[Referring expression pointing data]
::::::::
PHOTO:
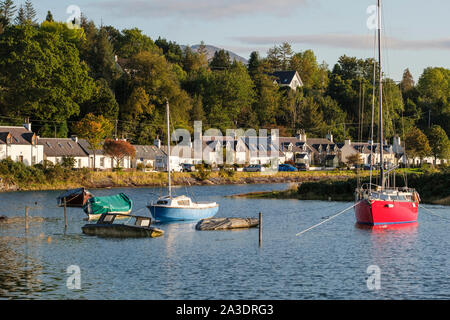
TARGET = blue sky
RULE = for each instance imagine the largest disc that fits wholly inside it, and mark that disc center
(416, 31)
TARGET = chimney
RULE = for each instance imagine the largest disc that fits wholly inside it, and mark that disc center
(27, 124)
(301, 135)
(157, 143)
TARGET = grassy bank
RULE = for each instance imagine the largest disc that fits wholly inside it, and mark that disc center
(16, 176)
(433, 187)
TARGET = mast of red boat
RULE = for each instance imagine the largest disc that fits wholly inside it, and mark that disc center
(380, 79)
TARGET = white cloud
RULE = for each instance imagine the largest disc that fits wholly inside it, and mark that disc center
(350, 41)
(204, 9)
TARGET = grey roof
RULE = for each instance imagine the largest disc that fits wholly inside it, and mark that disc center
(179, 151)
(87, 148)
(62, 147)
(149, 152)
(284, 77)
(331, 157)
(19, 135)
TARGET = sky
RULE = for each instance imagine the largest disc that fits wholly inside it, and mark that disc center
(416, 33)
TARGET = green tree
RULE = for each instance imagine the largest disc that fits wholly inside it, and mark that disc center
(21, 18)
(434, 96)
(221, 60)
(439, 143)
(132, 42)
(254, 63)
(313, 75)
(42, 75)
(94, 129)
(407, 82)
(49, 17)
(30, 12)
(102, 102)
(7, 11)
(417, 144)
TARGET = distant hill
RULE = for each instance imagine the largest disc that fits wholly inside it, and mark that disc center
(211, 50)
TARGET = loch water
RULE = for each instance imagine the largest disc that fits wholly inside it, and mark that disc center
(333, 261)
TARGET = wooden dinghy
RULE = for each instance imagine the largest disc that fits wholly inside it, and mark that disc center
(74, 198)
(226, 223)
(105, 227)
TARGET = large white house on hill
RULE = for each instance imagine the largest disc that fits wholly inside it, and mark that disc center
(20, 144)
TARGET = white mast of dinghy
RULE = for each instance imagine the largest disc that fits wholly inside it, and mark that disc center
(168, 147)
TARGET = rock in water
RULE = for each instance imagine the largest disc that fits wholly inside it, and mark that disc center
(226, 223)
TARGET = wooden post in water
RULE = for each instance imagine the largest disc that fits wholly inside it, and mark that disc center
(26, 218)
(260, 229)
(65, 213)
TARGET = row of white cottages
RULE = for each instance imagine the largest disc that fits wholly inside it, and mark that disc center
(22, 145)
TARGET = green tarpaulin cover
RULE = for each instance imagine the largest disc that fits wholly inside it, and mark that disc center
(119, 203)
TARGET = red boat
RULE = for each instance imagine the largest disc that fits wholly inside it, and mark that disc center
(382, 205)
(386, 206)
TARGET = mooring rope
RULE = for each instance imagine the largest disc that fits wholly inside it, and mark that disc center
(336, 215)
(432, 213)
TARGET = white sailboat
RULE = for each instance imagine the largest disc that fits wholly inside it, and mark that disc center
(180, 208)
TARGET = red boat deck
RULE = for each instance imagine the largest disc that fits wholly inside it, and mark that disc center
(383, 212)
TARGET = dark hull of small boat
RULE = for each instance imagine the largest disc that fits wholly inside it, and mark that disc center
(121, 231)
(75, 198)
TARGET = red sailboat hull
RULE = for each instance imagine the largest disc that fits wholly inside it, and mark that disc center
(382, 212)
::::::::
> **WHAT TO WORK ON**
Among the lines of the data above, find those with the word "hull" and show them.

> **ANSWER BOX**
TARGET = dark hull of small boat
TARGET = red sailboat hull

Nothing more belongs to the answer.